#### Page:
>>
While the hole in the wall has been fixed, there is still a lot that needs to be done to get the place completely restored.
This year, Paepae o He‘eia plans to develop and feature various products and services from the fishpond and make them available to the public. In doing so, they aim to mutually benefit the fishpond and those whom it can nourish.
“Fishponds are important places where we as kanaka (Native Hawaiians) can train ourselves to regain our ability and capacity to self-govern,” Paishon-Duarte said.
Many DOE, private and charter schools, as well as Hawai‘i Pacific University and UH Mānoa have made trips to He‘eia fishpond to help Paepae o He‘eia in its restorative projects, while learning about intellectual, physical and spiritual sustenance for the community.
Every year, about 3,000 students visit the fishpond and contribute to the labor force while learning how to take care of the land.
“The fishpond produces something positive in the community that creates a sense of pride and excitement,” Kawelo said.
<<
#### Supplied entries:
>>
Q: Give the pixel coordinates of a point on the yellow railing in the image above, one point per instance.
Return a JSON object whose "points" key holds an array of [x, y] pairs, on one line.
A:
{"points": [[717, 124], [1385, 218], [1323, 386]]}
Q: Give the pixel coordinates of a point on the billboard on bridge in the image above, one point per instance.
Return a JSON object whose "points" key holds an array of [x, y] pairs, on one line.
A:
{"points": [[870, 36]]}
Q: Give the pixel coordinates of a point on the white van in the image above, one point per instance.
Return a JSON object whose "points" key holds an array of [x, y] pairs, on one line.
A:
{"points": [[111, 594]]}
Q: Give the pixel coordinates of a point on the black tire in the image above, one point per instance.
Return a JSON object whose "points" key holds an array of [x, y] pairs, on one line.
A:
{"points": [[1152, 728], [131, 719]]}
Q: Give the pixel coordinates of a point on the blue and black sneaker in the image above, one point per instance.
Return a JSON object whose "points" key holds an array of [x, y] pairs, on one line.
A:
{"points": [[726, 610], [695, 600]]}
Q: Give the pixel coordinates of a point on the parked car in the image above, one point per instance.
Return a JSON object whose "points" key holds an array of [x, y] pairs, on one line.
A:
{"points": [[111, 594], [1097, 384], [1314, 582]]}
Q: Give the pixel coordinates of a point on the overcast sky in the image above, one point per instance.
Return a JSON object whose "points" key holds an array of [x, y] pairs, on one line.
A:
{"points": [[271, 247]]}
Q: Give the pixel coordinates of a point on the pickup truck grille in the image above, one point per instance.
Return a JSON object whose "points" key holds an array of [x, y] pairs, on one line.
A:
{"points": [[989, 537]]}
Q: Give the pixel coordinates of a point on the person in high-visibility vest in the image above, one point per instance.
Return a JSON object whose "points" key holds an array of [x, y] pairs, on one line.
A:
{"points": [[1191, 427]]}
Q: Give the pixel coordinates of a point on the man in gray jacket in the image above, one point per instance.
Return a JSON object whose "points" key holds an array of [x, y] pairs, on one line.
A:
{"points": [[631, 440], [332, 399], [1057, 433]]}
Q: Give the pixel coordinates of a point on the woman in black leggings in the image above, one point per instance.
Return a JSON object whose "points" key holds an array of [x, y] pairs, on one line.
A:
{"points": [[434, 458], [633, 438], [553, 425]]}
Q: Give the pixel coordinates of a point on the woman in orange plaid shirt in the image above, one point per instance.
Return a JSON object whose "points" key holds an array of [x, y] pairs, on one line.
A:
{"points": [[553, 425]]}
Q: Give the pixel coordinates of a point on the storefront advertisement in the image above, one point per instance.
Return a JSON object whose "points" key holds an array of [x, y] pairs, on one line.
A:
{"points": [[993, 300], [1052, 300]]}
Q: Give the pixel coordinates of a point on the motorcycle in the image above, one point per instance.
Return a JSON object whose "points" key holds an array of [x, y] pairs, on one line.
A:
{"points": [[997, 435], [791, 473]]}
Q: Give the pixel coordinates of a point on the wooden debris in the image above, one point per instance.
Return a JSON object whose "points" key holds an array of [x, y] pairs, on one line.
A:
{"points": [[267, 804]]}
<<
#### Set task:
Carry on the He‘eia fishpond restoration text from the point where it stops. The listing plays no part in what follows.

#### Reply to the exercise:
This semester, students from WCC’s Interdisciplinary 201: The Ahupua‘a course worked with Paepae o He‘eia for four weeks as they examined the traditional Hawaiian approach to natural resource development, utilization, exploitation and management.
“There is so much to learn from the past that you can’t appreciate through technology,” said student Noah Foti.
Paepae o He‘eia hosts workdays for the community every second and fourth Saturday of the month from 8:30 to noon and provides lunch.
“The community is more than welcome to come down and talk story with us and get involved in any way that they can,” Kotubetey said.